### Text excerpt
We need storytellers to help change our safety culture
Thinking back on World Day of Remembrance
Last week, communities around the world observed World Day of Remembrance for Road Traffic Victims. It’s a day to honor those we’ve lost and recommit ourselves to preventing future tragedies.
You may have heard the term “Vision Zero” in local political campaigns or public safety PSAs. Vision Zero is a strategy to eliminate all severe crashes. It’s not just a marketing campaign, it’s an approach to road safety that begins with this basic understanding: severe crashes are preventable.
The status quo believes the fantasy that traffic violence is inevitable. That there’s nothing we can do. The truth is, we can prevent severe crashes.
Every day, another 100 families are grieving the loss of a loved one. Every day, thousands of families are dealing with medical bills, physical therapy, loss of work, loss of mobility.
Vision Zero is the strategy to end this pain and suffering. It’s a wildly different approach from the status quo in two major ways:
First, people make mistakes. A transportation system needs to be designed so that when people do make mistakes, it doesn’t result in a death or serious injury.
Second, safety is multi-disciplinary. People are influenced by more than just street design. In Richmond, 1 in 12 residents is dealing with a combination of substance abuse and mental health disorders. And then they get behind the wheel of a car.

### Problems and tasks
#1 According to the Vision Zero text, how many families grieve the loss of a loved one every day?
#2 List every hardship that the Vision Zero text says thousands of families deal with every day.
#3 Rewrite the paragraph of the Vision Zero text that begins "You may have heard the term" in a shorter form, keeping its main facts.

### Information given

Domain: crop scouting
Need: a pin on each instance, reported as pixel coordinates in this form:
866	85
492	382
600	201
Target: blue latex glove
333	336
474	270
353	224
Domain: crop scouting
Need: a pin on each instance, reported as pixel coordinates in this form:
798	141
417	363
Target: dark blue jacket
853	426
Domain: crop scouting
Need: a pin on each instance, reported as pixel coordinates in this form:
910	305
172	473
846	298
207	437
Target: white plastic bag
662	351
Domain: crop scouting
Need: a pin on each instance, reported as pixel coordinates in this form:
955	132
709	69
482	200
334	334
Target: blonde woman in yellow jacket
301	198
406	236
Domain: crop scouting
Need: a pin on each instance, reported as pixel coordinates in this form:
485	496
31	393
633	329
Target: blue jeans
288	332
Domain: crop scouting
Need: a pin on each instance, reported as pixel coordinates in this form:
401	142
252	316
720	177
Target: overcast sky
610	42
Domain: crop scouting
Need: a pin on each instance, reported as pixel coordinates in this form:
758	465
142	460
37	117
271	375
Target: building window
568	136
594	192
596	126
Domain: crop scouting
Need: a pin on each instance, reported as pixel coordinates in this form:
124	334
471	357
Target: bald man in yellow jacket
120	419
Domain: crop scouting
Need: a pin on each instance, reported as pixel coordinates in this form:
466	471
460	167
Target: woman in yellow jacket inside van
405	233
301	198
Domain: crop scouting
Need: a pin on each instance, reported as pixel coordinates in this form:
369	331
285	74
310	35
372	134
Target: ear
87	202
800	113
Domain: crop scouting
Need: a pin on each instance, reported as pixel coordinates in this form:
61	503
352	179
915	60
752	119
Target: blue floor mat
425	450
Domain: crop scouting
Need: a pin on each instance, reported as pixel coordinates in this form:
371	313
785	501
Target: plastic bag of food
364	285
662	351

### Task solutions
#1 100 families

#2 Medical bills, physical therapy, loss of work, loss of mobility

#3 Vision Zero, a term heard in local political campaigns and public safety PSAs, is a strategy to eliminate all severe crashes. It is more than a marketing campaign: it is a road safety approach built on the understanding that severe crashes are preventable.